Yapılacak Çalışmalar ::
A. Eskişehir ihracatı metninde "Cumhuriyet’in 100. Yılında" ifadesinden başlayıp "dolar olduğunu belirtti." ifadesine kadar, bu ifade de dahil olmak üzere, ilgili bölümü aynen aktarın.
B. Eskişehir ihracatı metnine göre Eskişehir'in en yoğun ihracat gerçekleştirdiği ülkeler hangileridir?
C. Eskişehir ihracatı metnini kaldığı yerden devam ettirerek yazın.

Belge Alıntısı ::
::::::::::
Eskişehir Sanayi Odası Başkanı Celalettin Kesikbaş, Türkiye İhracatçılar Meclisi (TİM) tarafından açıklanan ihracat rakamlarını değerlendirdi. Merkezi Eskişehir’de olan firmaların 2023 Ocak ayında 105,2 milyon dolar ihracat yaptığını ve Eskişehir ihracatının yılın ilk ayında önemli artış sağladığını belirten Kesikbaş, “TİM tarafından açıklanan verilere göre, Eskişehir ihracat rakamı ocak ayında, bir önceki yılın aynı dönemine göre yüzde 14 artış gösterdi. Üreten ve değer yaratan tüm sanayicilerimizi ve çalışanlarımızı sürdürdükleri bu başarı ivmesinden dolayı tebrik ediyorum” dedi.
Eskişehir’in Ocak 2022 dönemine göre 12,9 milyon dolar daha fazla ihracat yaptığını ifade eden Kesikbaş, “Geçtiğimiz yılın aynı döneminde ihracatımız 92,3 milyon dolar seviyelerindeydi. Bu yıl ise ocak ayında 105,2 milyon dolara ulaştık. En yoğun ihracat gerçekleştirdiğimiz ülkeler ise ABD, Fransa ve Almanya oldu” diye konuştu.
Cumhuriyet’in 100. Yılında Hedeflerimiz Daha Büyük
TİM tarafından açıklanan rakamlara göre ülkemiz en yüksek ocak ayı ihracat değerine ulaştığını belirten Kesikbaş, Ocak ayında ihracatının, geçtiğimiz yılın aynı ayına göre yüzde 10,4 artışla 19,4 milyar dolar olduğunu belirtti.
::::::::::
(Bölütleme maskesi verileri)
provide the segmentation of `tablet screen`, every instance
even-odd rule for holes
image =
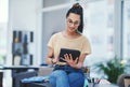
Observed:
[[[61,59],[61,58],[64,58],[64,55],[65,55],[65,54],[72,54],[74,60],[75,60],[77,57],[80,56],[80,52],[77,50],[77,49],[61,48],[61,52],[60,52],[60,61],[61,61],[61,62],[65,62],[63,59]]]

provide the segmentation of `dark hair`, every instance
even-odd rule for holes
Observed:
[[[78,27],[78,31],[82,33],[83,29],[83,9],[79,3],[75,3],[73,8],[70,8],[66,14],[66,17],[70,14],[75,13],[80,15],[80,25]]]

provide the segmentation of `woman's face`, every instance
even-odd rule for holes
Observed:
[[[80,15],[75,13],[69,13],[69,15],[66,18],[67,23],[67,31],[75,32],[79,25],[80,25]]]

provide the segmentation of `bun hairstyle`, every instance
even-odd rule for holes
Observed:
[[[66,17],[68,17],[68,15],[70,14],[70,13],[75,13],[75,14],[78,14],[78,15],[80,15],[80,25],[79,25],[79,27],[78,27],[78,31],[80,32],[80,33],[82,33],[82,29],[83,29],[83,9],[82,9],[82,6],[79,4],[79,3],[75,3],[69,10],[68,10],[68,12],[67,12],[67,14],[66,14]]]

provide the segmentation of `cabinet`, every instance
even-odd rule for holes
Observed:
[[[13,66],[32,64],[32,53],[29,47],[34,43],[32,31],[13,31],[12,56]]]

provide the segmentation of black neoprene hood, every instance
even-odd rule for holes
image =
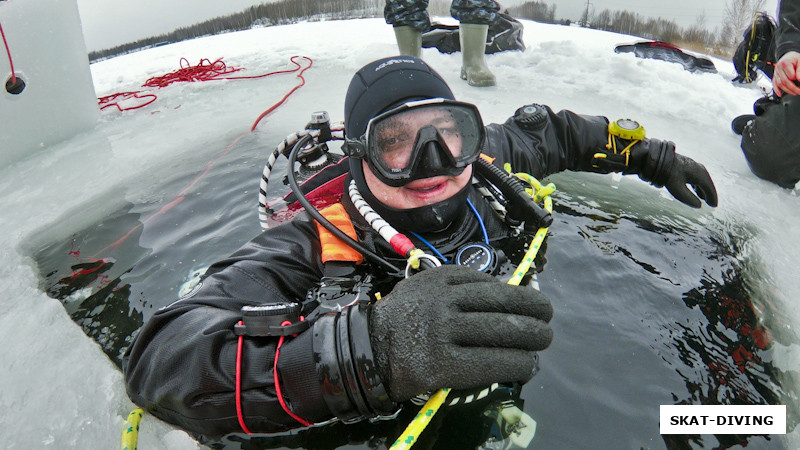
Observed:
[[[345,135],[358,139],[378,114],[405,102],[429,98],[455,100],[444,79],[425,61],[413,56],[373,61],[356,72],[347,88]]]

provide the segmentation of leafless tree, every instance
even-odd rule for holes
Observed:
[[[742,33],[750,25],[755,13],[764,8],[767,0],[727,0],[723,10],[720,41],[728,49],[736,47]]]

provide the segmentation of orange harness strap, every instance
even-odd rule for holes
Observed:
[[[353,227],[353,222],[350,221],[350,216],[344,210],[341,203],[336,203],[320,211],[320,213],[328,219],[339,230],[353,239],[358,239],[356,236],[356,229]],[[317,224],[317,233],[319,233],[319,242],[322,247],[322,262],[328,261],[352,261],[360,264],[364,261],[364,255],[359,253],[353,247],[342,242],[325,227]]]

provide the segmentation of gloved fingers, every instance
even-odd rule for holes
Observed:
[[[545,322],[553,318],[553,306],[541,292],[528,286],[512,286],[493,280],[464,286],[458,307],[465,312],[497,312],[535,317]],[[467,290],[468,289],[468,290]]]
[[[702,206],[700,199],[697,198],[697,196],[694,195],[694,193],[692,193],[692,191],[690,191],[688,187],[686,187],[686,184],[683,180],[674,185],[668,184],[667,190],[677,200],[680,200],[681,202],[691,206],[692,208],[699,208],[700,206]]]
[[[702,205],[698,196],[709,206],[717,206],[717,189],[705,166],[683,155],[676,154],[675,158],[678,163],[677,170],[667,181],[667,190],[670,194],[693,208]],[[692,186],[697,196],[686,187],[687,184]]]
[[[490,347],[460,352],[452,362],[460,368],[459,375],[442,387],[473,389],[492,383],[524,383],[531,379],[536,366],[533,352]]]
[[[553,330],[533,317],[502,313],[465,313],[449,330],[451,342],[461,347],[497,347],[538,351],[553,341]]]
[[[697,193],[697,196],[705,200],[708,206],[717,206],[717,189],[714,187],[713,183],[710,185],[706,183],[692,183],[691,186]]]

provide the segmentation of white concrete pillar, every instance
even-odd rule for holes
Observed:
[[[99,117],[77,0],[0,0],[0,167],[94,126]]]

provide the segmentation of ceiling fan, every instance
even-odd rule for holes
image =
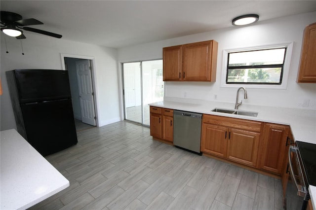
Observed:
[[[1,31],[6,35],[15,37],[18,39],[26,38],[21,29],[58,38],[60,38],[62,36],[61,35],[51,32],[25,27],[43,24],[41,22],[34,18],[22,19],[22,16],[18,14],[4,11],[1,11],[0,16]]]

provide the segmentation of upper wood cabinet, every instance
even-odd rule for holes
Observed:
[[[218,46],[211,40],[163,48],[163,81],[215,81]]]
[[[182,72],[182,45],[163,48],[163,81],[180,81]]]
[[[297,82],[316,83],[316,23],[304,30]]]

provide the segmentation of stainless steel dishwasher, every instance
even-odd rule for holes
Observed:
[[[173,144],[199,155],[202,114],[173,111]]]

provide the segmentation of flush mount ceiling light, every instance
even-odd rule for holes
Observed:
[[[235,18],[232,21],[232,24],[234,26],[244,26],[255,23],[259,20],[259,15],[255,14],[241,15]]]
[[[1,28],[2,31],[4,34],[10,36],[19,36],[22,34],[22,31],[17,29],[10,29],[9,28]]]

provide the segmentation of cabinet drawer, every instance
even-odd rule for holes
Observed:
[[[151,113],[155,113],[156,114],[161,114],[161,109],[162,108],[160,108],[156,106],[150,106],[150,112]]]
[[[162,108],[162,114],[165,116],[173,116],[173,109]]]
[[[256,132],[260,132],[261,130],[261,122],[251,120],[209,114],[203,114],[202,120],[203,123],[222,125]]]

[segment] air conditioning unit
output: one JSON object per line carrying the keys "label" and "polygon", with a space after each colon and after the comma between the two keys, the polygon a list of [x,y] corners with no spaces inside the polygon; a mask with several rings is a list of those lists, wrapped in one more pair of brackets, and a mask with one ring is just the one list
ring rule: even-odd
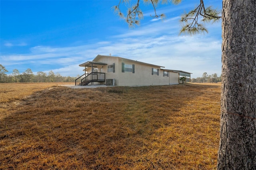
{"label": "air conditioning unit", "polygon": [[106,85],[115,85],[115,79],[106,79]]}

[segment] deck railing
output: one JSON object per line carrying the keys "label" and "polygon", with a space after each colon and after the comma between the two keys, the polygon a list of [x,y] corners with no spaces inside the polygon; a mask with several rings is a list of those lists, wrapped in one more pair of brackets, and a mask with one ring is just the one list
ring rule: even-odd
::::::::::
Alıştırma Yanıtları ::
A.
Cumhuriyet’in 100. Yılında Hedeflerimiz Daha Büyük
TİM tarafından açıklanan rakamlara göre ülkemiz en yüksek ocak ayı ihracat değerine ulaştığını belirten Kesikbaş, Ocak ayında ihracatının, geçtiğimiz yılın aynı ayına göre yüzde 10,4 artışla 19,4 milyar dolar olduğunu belirtti.

B. ABD, Fransa ve Almanya

C.
ESO Başkanı Kesikbaş, “İhracatta yaptığı hamlelerin meyvelerini toplamaya başlayan Türkiye, yoluna yeni ve daha büyük hedeflerle devam ediyor. Pandemi dönemi ve geçen yıl tedarik zincirinde ve hammadde konusunda yaşanan sıkıntıların da hafiflemesiyle Cumhuriyetimizin 100. Yılında hem Türkiye hem de Eskişehir olarak ihracatta önemli hedeflerimiz var. Bu hedeflerin tutması ve büyümesi için sanayicimiz gerekli alanlarda destek talebini devam ettiriyor” yorumunda bulundu.
Alternatif Pazarlara Yönelmeliyiz
İhracatta sergilenen performans kadar yüksek ithalat nedenli oluşan cari açığa da dikkat edilmesi gerektiğinin altını çizen Kesikbaş, “İthalat Ocak’ta 33,7 milyar dolar oldu. Açıklanan rakamlarla birlikte ocak ayı dış ticaret açığı 14,3 milyar dolar ile rekor seviyeye yükseldi. Diğer taraftan gelişmiş ve gelişmekte olan ekonomilerdeki PMI verilerinin hala istenilen seviyelerde olmadığını, küresel çapta bir ekonomik daralma riskinin masada durduğunu da görmemiz gerekiyor. Avrupa pazarını kaybetmeden alternatif pazarları da ciddi şekilde değerlendirmeliyiz” dedi.